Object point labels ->
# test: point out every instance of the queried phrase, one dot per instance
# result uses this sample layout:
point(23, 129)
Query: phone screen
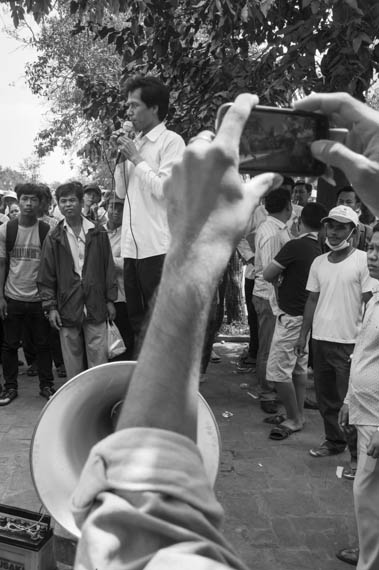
point(278, 140)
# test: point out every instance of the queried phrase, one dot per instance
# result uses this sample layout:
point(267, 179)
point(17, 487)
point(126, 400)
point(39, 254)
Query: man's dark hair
point(348, 189)
point(69, 188)
point(46, 192)
point(312, 214)
point(30, 189)
point(153, 92)
point(277, 200)
point(308, 186)
point(288, 181)
point(92, 187)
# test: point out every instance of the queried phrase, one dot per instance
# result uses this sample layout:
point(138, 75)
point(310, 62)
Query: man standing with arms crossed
point(338, 285)
point(146, 163)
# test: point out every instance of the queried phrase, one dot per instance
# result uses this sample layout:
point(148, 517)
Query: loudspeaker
point(81, 413)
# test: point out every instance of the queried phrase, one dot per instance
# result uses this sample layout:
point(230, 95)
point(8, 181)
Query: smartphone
point(278, 140)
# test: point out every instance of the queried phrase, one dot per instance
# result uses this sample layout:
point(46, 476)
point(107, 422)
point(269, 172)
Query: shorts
point(282, 362)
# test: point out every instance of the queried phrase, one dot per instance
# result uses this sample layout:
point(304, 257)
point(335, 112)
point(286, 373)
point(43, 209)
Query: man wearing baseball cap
point(338, 285)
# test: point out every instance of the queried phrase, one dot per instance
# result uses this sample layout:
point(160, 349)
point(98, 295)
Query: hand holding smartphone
point(278, 140)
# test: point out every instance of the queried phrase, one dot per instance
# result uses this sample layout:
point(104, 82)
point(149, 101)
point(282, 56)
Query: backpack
point(11, 235)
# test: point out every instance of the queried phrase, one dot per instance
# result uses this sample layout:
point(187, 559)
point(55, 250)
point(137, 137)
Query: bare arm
point(3, 303)
point(272, 272)
point(309, 311)
point(358, 157)
point(208, 211)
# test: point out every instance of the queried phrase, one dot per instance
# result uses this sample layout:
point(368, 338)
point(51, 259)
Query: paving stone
point(284, 510)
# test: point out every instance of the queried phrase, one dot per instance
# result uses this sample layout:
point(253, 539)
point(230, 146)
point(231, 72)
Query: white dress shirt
point(145, 231)
point(271, 235)
point(363, 394)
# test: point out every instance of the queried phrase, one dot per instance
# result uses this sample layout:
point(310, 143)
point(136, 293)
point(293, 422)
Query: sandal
point(269, 406)
point(279, 433)
point(275, 420)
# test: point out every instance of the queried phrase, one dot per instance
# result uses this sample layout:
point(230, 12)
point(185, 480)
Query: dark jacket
point(61, 288)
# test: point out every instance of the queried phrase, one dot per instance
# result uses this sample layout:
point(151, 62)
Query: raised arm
point(209, 210)
point(358, 158)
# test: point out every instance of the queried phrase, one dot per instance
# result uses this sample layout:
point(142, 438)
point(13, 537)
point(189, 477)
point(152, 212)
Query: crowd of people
point(168, 230)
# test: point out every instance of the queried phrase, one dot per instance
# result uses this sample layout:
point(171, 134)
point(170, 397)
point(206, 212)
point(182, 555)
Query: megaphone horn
point(81, 413)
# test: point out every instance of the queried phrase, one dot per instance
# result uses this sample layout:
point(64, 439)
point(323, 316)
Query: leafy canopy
point(206, 51)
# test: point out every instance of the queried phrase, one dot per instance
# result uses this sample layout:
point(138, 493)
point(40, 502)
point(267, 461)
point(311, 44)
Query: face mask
point(343, 245)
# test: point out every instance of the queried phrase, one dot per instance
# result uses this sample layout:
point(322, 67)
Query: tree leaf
point(354, 6)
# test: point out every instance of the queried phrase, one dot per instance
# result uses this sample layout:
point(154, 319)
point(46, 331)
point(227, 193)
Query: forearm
point(165, 396)
point(2, 277)
point(151, 181)
point(121, 177)
point(309, 312)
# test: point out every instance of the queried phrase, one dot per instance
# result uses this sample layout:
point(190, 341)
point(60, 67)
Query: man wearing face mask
point(338, 285)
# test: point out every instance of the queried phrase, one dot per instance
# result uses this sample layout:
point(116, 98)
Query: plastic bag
point(116, 345)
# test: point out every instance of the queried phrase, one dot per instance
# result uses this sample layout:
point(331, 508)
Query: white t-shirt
point(24, 262)
point(338, 315)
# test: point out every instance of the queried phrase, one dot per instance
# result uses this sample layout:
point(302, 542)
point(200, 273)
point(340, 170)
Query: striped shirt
point(363, 394)
point(269, 240)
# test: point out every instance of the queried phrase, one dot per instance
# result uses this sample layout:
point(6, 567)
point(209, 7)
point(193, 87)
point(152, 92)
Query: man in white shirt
point(361, 408)
point(115, 208)
point(271, 235)
point(134, 515)
point(338, 285)
point(146, 163)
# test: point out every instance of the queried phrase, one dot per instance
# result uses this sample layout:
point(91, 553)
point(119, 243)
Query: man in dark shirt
point(289, 270)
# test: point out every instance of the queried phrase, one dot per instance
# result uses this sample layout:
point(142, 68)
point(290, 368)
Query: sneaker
point(310, 404)
point(215, 358)
point(32, 370)
point(203, 378)
point(349, 473)
point(61, 371)
point(349, 555)
point(47, 392)
point(7, 396)
point(324, 450)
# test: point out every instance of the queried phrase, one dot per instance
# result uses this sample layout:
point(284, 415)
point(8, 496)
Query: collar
point(86, 224)
point(311, 235)
point(113, 231)
point(279, 223)
point(154, 134)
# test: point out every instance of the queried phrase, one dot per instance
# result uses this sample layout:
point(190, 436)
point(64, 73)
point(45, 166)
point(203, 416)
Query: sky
point(22, 114)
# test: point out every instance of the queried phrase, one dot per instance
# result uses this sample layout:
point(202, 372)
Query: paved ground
point(284, 510)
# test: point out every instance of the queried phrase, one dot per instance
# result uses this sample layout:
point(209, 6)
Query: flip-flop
point(275, 420)
point(280, 432)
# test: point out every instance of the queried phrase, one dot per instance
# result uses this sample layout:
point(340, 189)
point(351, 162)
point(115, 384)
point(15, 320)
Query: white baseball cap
point(342, 214)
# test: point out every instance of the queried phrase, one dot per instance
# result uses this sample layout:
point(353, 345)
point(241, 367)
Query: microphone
point(128, 131)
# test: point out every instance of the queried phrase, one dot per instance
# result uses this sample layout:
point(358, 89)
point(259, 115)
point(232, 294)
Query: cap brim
point(341, 219)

The task -> Leaving aside the images, write out the entries above word for word.

Exercise result ->
# test: point out every instance of the queried phrase, one dot per instance
# result uses this sample layout:
point(23, 129)
Query: phone screen
point(278, 140)
# test: point out every instance of the queried phrase, one dot per instance
# result uses this sample layout:
point(267, 179)
point(17, 487)
point(126, 400)
point(39, 254)
Query: man's dark hair
point(348, 189)
point(69, 188)
point(46, 192)
point(312, 214)
point(30, 189)
point(153, 92)
point(277, 200)
point(308, 186)
point(288, 181)
point(92, 187)
# test: point out every instance of the queried phrase, one dot per instance
# result uses this sample layout:
point(138, 75)
point(310, 62)
Query: man standing with arms crossed
point(338, 285)
point(146, 163)
# test: point out every instance of the queried phrase, one dot per instance
# result uses this sample layout:
point(148, 517)
Query: loudspeaker
point(81, 413)
# test: point out every instance of the queried phrase, one dot per instance
# result uses this sample layout:
point(230, 95)
point(8, 181)
Query: smartphone
point(278, 140)
# test: point out every instance of the queried phrase, one dot per instance
# result uses this sample layout:
point(46, 476)
point(107, 422)
point(269, 172)
Query: shorts
point(282, 362)
# test: point out every instance of the queried phrase, one dot per instance
# result uses this sample layout:
point(304, 257)
point(335, 112)
point(286, 373)
point(43, 209)
Query: man wearing baseball cap
point(338, 285)
# test: point out every instance of the queried phrase, one dot per instance
# result uses this sample layout:
point(160, 349)
point(98, 295)
Query: hand holding smartphone
point(278, 140)
# test: point out every instance of the queried phrase, one dot per instance
# result uses this sample layout:
point(104, 82)
point(149, 101)
point(282, 56)
Query: backpack
point(11, 235)
# test: point out every instance of the queried phrase, one dot per instance
# result uses this sample layout:
point(187, 559)
point(55, 250)
point(137, 137)
Query: bare arm
point(3, 303)
point(272, 272)
point(309, 311)
point(358, 157)
point(208, 211)
# test: point out every instance of the queried phrase, one dot per instance
# result uses this sample layout:
point(368, 338)
point(51, 259)
Query: paving stone
point(284, 510)
# test: point out every instance of the queried phrase, one dot per instance
# result uses this sample layout:
point(253, 539)
point(230, 146)
point(231, 72)
Query: white dress shirt
point(145, 231)
point(271, 235)
point(363, 394)
# test: point out every instance of the queried phrase, one dot per instance
# result uses this sample layout:
point(310, 143)
point(136, 293)
point(293, 422)
Query: sandal
point(269, 406)
point(279, 433)
point(275, 420)
# test: point out every instance of the queried phrase, one dot per instance
# result uses this sample layout:
point(230, 12)
point(185, 480)
Query: dark jacket
point(61, 288)
# test: point out every instance of the queried phrase, one dot per instance
# result uses this sample layout:
point(151, 62)
Query: raised arm
point(209, 210)
point(358, 158)
# test: point out every instance of the queried phrase, one dot per instance
# result uses this sample layout:
point(142, 438)
point(13, 537)
point(189, 477)
point(152, 212)
Query: crowd of people
point(168, 230)
# test: point out every instance of the queried phrase, one dot per instance
# result uses this sample layout:
point(171, 134)
point(170, 397)
point(206, 212)
point(182, 555)
Query: megaphone horn
point(81, 413)
# test: point out every instance of the queried phrase, one dot per instance
# result uses this sample layout:
point(64, 439)
point(323, 316)
Query: leafy canopy
point(206, 51)
# test: point out every instance of the queried phrase, one dot per instance
# result uses this sample layout:
point(138, 493)
point(40, 502)
point(267, 461)
point(311, 44)
Query: face mask
point(343, 245)
# test: point out every instance of the queried phrase, one dot per instance
# result uses this sample layout:
point(322, 67)
Query: tree leaf
point(354, 6)
# test: point out every instance of the queried phrase, one dot per instance
# result uses this sample layout:
point(154, 319)
point(46, 331)
point(227, 193)
Query: forearm
point(165, 396)
point(2, 277)
point(151, 181)
point(121, 177)
point(309, 312)
# test: point out every instance of the queried phrase, one dot per instance
# result uses this sample layout:
point(190, 341)
point(60, 67)
Query: man wearing face mask
point(338, 285)
# test: point out every instance of the queried phrase, one dot per instance
# result uses this sample layout:
point(116, 98)
Query: plastic bag
point(116, 345)
# test: point out every instance of the queried phrase, one dot per instance
# result uses this sample layout:
point(331, 508)
Query: white t-shirt
point(24, 262)
point(338, 315)
# test: point out every instance of the queried phrase, one dot per instance
# result uses this sample layout:
point(302, 542)
point(200, 273)
point(340, 170)
Query: striped shirt
point(363, 394)
point(269, 240)
# test: point out every instance of the queried phrase, one dot per instance
# result uses this sample layout:
point(6, 567)
point(209, 7)
point(193, 87)
point(152, 92)
Query: man in white shirt
point(361, 408)
point(115, 208)
point(271, 235)
point(134, 515)
point(338, 285)
point(146, 163)
# test: point out every instance of the queried phrase, one dot per instance
# result uses this sample layout:
point(91, 553)
point(119, 243)
Query: man in dark shirt
point(289, 270)
# test: point out every instance of the queried phrase, one dot per instance
# result uses this sample layout:
point(142, 68)
point(290, 368)
Query: sneaker
point(310, 404)
point(215, 358)
point(32, 370)
point(203, 378)
point(349, 473)
point(61, 371)
point(349, 555)
point(47, 392)
point(7, 396)
point(324, 450)
# test: point out every instance of the queried phrase, one dot per instance
# result uses this sample layout:
point(284, 415)
point(8, 496)
Query: collar
point(86, 224)
point(311, 235)
point(113, 231)
point(279, 223)
point(154, 134)
# test: point out every instance of the queried phrase, one dot per instance
# result uses this sample layout:
point(190, 436)
point(64, 73)
point(45, 166)
point(203, 416)
Query: sky
point(22, 114)
# test: point out every instance of the queried phrase, one dot per instance
# result uses this sample layout:
point(202, 372)
Query: paved ground
point(284, 510)
# test: point out every instance of the queried phrase, one dot per instance
# result uses this sample layout:
point(209, 6)
Query: flip-flop
point(275, 420)
point(280, 432)
# test: point out every instance of the queried phrase, one dot per instance
# result uses this sample layout:
point(340, 189)
point(351, 162)
point(115, 384)
point(15, 320)
Query: white baseball cap
point(342, 214)
# test: point out every instance of the queried phrase, one dot per instance
# result uses this sample layout:
point(353, 345)
point(241, 367)
Query: microphone
point(128, 131)
# test: point out every instance of the queried phrase, one dot per instance
# result uses this sample layout:
point(358, 89)
point(259, 115)
point(232, 294)
Query: cap brim
point(341, 219)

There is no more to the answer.